Instruction:
Which lines below contain the string "light"? Pull out each of them and copy it in full, treating uppercase and lowercase as different.

Extracted material:
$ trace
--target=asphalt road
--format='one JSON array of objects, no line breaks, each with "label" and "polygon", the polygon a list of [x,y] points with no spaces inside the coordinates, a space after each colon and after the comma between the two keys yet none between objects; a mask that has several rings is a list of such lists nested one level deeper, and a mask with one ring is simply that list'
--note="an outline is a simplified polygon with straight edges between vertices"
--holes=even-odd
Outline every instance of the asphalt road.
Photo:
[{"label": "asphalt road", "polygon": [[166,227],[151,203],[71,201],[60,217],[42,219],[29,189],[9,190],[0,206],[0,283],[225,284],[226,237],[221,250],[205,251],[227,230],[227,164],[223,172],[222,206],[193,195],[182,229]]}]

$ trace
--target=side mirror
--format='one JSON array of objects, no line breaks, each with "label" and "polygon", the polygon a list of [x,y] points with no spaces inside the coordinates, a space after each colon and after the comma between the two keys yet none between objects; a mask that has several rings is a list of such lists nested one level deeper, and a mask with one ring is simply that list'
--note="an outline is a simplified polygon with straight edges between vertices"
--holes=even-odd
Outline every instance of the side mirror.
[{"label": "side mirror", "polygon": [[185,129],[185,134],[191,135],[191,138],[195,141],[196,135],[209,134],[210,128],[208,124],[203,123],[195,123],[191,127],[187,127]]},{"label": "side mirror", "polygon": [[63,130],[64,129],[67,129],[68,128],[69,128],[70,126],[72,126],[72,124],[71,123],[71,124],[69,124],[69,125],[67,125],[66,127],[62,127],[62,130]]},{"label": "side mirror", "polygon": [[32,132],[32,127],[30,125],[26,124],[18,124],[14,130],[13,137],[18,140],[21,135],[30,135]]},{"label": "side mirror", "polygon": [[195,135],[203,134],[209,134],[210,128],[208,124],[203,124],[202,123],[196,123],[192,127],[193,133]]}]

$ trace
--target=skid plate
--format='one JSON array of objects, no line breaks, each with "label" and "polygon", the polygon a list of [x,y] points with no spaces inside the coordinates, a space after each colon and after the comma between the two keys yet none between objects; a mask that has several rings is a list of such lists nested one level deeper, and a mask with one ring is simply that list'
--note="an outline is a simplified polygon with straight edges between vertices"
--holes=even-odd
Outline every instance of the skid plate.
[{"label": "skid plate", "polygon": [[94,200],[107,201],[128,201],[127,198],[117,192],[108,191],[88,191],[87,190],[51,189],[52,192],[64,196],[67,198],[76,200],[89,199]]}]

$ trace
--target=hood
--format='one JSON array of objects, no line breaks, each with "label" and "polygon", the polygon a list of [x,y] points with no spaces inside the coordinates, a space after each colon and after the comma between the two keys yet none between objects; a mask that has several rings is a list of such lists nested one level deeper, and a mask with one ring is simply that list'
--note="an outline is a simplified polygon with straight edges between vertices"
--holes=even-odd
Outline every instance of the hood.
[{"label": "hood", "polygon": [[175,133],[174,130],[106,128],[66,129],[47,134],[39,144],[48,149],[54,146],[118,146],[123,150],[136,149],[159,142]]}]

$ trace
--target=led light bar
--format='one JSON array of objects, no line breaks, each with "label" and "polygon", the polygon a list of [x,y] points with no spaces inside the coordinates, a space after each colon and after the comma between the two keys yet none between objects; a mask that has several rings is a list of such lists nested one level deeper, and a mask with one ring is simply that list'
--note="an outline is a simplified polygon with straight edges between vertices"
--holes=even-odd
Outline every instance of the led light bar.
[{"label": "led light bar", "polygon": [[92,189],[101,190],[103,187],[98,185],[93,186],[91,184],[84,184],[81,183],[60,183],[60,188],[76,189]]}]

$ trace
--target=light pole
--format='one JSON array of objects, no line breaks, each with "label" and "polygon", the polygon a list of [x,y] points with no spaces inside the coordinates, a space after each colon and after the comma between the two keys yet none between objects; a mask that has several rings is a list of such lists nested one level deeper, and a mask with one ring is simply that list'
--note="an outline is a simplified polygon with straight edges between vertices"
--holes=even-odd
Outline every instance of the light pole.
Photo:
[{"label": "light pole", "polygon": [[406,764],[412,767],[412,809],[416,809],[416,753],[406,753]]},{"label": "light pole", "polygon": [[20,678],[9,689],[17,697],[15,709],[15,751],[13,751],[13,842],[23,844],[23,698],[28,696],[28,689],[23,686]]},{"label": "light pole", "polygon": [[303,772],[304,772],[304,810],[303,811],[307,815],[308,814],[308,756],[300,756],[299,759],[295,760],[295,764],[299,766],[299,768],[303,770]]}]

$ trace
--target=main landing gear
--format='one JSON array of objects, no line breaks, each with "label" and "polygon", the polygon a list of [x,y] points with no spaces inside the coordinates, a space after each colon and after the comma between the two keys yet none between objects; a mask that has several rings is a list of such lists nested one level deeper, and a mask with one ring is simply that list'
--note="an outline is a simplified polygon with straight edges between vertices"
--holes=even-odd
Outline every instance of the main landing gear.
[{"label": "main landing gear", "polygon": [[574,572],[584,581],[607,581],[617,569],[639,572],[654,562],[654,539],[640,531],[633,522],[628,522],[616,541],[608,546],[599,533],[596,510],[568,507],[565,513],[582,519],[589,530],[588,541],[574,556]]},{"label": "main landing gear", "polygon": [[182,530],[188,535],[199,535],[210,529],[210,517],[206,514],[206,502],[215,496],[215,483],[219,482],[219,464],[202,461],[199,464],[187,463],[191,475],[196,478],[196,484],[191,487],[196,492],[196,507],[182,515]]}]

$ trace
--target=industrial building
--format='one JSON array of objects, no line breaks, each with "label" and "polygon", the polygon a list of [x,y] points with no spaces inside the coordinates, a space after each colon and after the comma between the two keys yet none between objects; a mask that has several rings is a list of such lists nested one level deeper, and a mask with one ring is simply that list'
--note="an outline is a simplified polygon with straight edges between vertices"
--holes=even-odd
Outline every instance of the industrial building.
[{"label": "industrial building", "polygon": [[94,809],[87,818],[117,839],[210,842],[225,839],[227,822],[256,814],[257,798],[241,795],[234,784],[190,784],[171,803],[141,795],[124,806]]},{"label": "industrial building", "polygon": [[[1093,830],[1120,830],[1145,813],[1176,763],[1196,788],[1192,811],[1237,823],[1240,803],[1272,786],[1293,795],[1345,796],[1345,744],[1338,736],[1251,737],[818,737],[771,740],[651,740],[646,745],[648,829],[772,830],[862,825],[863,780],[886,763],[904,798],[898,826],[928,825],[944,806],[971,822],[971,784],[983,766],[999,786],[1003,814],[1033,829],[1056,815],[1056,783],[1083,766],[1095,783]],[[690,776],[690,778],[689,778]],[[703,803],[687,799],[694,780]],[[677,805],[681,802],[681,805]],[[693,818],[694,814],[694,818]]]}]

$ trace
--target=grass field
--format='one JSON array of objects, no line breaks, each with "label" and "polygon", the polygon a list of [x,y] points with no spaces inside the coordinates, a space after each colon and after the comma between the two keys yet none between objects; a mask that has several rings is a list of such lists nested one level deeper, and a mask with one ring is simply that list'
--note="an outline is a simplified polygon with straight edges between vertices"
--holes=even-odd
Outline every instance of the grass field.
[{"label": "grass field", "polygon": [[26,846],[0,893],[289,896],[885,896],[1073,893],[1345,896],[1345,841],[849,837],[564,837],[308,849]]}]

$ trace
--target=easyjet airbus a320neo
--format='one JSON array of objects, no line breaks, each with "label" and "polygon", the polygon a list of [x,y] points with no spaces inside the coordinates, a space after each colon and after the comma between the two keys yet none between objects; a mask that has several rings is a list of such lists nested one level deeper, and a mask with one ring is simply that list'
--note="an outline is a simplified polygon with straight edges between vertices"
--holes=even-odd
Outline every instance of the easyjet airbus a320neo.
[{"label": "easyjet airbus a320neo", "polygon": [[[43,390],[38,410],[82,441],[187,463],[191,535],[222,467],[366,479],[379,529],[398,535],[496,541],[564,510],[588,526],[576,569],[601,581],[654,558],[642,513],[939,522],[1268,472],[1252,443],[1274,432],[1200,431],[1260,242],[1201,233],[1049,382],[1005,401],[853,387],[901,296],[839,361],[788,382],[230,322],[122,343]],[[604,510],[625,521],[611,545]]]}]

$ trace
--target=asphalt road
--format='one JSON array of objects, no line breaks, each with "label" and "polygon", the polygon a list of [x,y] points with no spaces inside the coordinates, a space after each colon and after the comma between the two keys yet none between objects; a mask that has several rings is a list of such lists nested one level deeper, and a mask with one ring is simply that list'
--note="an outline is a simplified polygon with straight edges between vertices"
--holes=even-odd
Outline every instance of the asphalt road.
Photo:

Answer to the task:
--target=led light bar
Outline every instance of the led light bar.
[{"label": "led light bar", "polygon": [[92,189],[101,190],[103,187],[98,185],[93,186],[91,184],[84,184],[81,183],[60,183],[60,188],[76,189]]}]
--target=light pole
Outline every instance of the light pole.
[{"label": "light pole", "polygon": [[406,764],[412,767],[412,809],[416,809],[416,753],[406,753]]},{"label": "light pole", "polygon": [[20,678],[9,689],[17,697],[15,709],[15,751],[13,751],[13,842],[23,844],[23,698],[28,696],[28,689],[23,686]]},{"label": "light pole", "polygon": [[303,772],[304,772],[304,810],[303,811],[307,815],[308,814],[308,756],[300,756],[299,759],[295,760],[295,764],[299,766],[299,768],[303,770]]}]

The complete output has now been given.